- _Work to complete_
(a) According to the Julia performance thread, why does unrolling the loop make the summation faster?
(b) In the Julia performance thread, what benchmark result is reported for perm_add_4_stride_unrolled(n)?

Apparently there is something wrong with how I deal with PermutedDimsArray, if you make it within the @strided macro. There are two solutions, namely to just use permutedims within the macro call, or to make the PermutedDimsArray before the @strided call. (I will of course also try to fix this).

function perm_add_4_stride_1(n)
sum_4 = zeros(n, n, n, n)
for i = 1:24
B = PermutedDimsArray(A, P[i])
@strided sum_4 .= sum_4 .+ factor_p[i] .* B
end
end
function perm_add_4_stride_2(n)
sum_4 = zeros(n, n, n, n)
for i = 1:24
@strided sum_4 .= sum_4 .+ factor_p[i] .* permutedims(A, P[i])
end
end

With these, I find

julia> @btime perm_add_4_stride_1(n)
  19.000 ms (2086 allocations: 6.38 MiB)

julia> @btime perm_add_4_stride_2(n)
  18.646 ms (2062 allocations: 6.38 MiB)

so much better.

Finally, you can speed it up further by ‘unrolling’ the loop, i.e. doing multiple additions at once, so that you do not have to run over the data of sum4 24 times:

function perm_add_4_stride_unrolled(n)
sum_4 = zeros(n, n, n, n)
for i = 1:4:24
@strided sum_4 .= sum_4 .+ factor_p[i] .* permutedims(A, P[i]) .+ factor_p[i+1] .* permutedims(A, P[i+1]) .+ factor_p[i+2] .* permutedims(A, P[i+2]) .+ factor_p[i+3] .* permutedims(A, P[i+3])
end
end

which gives

julia> @btime perm_add_4_stride_unrolled(n)
  10.937 ms (751 allocations: 6.28 MiB)
1 Like

In addition to other problems, you are accessing non-const global variables inside your functions. This is very bad for performance, and is the very first performance tip: Performance Tips · The Julia Language

A, P and factor_p should be input arguments to your functions.

1 Like

Thanks @DNF, these were indeed some extra comments I wanted to add (but forgot) at the end of my post. To further improve performance, now it is indeed down to the general performance tips in terms of avoiding globals etc.

1 Like

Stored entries

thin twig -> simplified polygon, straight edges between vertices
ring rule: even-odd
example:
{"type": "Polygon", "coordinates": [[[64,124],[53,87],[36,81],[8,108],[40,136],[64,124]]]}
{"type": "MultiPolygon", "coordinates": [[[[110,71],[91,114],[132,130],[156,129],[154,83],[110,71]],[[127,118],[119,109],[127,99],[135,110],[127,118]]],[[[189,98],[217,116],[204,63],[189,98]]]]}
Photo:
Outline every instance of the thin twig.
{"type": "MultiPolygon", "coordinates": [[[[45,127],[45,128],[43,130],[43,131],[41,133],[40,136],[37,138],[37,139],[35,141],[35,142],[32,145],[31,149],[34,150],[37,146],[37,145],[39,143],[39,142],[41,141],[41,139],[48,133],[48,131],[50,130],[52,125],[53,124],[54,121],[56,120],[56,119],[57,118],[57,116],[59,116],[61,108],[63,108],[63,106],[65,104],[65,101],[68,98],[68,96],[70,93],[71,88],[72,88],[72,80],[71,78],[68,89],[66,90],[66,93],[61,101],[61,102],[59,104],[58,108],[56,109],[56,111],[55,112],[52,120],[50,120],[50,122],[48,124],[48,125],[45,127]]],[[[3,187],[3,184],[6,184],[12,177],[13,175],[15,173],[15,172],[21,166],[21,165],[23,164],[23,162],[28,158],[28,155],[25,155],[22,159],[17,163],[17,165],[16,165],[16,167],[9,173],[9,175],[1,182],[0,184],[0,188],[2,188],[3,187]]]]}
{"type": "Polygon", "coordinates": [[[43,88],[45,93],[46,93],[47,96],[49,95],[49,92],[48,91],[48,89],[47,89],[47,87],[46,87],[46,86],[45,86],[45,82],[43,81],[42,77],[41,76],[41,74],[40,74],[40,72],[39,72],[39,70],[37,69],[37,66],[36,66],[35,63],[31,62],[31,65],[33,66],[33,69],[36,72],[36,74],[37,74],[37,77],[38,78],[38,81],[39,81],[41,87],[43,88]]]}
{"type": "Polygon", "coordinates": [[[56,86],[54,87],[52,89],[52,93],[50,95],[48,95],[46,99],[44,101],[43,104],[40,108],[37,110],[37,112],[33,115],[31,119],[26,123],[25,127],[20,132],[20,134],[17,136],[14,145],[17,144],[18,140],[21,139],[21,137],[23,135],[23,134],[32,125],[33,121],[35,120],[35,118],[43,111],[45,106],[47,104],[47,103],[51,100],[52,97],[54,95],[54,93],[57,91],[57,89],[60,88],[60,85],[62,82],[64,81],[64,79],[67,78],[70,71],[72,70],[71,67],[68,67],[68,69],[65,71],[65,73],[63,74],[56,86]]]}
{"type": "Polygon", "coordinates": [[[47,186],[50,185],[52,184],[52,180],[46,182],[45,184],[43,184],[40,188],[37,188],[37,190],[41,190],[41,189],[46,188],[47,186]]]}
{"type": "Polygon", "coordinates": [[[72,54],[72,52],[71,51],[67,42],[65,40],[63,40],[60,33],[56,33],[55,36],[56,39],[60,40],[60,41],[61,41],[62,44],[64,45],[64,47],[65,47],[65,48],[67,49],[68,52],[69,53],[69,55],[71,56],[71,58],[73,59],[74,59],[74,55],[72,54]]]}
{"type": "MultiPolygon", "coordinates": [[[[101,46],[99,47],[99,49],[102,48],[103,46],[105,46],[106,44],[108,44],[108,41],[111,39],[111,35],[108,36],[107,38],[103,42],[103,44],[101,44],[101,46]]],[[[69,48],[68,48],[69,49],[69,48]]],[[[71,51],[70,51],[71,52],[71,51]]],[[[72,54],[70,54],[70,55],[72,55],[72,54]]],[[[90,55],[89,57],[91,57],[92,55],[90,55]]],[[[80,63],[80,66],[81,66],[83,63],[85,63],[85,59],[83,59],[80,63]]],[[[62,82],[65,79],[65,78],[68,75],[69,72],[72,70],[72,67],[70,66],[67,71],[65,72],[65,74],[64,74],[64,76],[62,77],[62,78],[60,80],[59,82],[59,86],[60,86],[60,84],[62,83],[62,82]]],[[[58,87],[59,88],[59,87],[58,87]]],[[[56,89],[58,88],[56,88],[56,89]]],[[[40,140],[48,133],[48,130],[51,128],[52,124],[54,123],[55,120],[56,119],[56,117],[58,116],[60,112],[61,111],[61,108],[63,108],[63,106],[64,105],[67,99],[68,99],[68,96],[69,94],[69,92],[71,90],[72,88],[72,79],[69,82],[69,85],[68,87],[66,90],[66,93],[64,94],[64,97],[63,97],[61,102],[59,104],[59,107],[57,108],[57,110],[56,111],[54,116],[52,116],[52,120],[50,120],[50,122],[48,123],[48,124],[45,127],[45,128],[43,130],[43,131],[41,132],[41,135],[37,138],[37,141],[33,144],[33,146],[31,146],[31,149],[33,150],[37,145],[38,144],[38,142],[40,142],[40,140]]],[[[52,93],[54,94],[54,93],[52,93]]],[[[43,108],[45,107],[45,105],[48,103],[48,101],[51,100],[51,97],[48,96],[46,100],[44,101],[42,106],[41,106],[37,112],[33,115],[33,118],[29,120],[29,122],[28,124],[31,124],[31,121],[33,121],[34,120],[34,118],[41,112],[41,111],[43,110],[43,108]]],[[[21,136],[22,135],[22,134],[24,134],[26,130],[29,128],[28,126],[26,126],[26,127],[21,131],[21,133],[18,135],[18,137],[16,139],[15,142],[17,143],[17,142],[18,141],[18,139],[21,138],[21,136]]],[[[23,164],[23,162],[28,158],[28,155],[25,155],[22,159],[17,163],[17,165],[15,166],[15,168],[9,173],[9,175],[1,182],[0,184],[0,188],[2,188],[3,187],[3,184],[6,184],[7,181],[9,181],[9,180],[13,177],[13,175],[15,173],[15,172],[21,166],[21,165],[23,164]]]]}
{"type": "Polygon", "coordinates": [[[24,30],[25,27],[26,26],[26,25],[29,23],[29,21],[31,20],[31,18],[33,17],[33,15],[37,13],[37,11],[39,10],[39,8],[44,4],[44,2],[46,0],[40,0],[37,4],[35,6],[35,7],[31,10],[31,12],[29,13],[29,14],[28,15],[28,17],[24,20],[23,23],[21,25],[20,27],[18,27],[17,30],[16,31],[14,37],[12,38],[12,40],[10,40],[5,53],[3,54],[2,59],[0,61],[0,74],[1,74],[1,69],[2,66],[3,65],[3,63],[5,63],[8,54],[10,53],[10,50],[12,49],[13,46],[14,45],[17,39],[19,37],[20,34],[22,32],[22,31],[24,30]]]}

- _The answers_
(a) Unrolling performs multiple additions at once, four permuted terms per iteration, with the loop stepping through 1:4:24. As a result, the data of sum_4 does not have to be traversed 24 times.

(b) 10.937 ms (751 allocations: 6.28 MiB)